■ Free-text object descriptions

⁂

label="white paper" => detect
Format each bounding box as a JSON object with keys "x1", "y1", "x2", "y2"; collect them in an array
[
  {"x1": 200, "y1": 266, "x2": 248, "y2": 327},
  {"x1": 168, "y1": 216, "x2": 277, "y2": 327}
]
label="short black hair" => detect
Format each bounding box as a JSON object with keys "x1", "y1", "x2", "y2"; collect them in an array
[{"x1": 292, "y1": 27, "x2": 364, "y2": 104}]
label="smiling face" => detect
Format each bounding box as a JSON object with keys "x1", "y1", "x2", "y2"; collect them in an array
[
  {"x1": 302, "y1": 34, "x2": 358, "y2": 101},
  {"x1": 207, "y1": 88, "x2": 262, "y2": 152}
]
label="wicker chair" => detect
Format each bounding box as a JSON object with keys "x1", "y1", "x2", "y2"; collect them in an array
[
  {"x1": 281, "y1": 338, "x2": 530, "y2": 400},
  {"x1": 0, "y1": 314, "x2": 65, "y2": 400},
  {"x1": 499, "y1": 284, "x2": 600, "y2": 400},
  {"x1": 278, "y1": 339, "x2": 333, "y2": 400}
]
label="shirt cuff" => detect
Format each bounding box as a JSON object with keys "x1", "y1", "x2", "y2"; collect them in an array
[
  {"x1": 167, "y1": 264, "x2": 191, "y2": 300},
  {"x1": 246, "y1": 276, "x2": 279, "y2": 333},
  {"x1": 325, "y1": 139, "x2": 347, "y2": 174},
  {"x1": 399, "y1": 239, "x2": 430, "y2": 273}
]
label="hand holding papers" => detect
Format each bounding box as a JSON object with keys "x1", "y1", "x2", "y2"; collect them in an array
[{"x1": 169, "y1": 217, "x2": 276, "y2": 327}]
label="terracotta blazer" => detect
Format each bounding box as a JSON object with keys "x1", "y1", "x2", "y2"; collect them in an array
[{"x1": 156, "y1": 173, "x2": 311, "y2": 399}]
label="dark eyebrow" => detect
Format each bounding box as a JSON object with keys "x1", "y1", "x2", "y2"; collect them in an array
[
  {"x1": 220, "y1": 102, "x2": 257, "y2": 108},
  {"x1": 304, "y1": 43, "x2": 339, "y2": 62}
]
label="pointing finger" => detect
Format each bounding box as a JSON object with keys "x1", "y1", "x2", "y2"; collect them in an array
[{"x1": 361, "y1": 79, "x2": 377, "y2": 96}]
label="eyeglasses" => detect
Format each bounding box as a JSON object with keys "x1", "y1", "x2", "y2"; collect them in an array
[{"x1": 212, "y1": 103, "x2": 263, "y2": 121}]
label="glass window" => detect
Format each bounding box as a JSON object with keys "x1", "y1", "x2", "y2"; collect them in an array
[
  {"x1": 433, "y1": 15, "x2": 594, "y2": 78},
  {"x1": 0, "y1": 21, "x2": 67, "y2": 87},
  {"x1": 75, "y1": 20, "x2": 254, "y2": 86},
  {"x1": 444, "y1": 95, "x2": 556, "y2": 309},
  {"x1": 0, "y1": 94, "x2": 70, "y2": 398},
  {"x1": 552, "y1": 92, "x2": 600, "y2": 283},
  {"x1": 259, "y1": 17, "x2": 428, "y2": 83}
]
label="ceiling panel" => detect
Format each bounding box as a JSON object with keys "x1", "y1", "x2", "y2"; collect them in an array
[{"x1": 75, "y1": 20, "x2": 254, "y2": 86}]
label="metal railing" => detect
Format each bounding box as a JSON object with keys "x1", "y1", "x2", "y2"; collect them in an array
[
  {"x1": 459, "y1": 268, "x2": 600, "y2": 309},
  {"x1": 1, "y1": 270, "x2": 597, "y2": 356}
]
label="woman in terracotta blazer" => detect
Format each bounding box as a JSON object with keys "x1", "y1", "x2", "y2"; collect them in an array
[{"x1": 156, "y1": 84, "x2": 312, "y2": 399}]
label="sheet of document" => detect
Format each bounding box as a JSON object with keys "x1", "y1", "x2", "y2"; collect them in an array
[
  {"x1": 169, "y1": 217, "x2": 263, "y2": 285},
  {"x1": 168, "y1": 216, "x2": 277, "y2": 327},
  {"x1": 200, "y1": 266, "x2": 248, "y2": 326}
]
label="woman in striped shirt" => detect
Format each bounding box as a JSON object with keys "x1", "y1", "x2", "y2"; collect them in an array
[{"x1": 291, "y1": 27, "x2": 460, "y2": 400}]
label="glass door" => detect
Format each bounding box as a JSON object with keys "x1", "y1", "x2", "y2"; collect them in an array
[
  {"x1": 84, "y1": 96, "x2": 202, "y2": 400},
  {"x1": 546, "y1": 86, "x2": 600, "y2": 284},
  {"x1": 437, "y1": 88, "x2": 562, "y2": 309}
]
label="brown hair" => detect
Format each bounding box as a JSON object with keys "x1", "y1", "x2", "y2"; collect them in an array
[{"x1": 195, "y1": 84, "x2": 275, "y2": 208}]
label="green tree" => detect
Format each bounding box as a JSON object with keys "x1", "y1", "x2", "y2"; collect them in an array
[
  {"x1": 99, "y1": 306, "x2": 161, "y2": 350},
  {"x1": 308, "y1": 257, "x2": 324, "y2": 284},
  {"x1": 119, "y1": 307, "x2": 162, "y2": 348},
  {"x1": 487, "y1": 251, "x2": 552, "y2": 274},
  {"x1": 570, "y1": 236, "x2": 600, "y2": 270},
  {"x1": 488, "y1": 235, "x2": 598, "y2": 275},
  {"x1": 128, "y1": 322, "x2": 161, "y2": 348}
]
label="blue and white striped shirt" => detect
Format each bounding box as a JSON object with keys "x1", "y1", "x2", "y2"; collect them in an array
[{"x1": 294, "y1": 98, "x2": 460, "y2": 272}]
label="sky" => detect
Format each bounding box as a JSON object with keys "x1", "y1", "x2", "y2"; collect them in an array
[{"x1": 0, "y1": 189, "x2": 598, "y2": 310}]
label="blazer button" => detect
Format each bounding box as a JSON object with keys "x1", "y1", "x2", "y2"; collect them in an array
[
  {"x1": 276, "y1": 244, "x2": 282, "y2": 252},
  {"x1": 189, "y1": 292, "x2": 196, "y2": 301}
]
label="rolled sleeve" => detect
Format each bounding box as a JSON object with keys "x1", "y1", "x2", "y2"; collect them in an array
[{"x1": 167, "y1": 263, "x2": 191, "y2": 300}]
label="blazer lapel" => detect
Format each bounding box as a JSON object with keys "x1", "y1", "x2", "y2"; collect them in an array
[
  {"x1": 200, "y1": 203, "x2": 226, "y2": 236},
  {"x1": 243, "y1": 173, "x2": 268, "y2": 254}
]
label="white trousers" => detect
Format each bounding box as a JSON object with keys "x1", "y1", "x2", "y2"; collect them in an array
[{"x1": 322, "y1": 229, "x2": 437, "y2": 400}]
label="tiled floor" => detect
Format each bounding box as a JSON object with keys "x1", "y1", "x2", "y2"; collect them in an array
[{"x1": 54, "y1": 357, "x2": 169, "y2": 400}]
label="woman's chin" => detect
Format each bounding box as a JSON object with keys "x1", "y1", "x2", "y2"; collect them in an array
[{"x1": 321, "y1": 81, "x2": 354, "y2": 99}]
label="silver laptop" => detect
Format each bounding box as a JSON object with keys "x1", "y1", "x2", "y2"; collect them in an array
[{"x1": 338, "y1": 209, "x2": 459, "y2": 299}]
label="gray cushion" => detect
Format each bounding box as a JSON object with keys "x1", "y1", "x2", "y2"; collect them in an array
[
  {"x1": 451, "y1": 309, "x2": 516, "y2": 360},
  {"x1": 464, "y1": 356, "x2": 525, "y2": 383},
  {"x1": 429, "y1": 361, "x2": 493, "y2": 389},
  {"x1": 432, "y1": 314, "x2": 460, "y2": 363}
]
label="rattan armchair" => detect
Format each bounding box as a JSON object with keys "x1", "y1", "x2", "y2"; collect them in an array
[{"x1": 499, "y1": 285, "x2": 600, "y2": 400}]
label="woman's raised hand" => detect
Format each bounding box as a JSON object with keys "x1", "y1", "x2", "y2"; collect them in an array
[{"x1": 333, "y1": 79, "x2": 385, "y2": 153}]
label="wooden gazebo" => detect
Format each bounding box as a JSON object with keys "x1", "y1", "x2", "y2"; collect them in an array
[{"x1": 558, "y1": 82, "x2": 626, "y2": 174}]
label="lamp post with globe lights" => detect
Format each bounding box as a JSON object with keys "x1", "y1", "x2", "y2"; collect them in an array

⁂

■ ASSIGNMENT
Please show every line of the records that holds the word "blazer".

■ ANSWER AREA
label="terracotta blazer" => detect
label="woman in terracotta blazer" => detect
label="blazer button" => detect
label="blazer lapel" => detect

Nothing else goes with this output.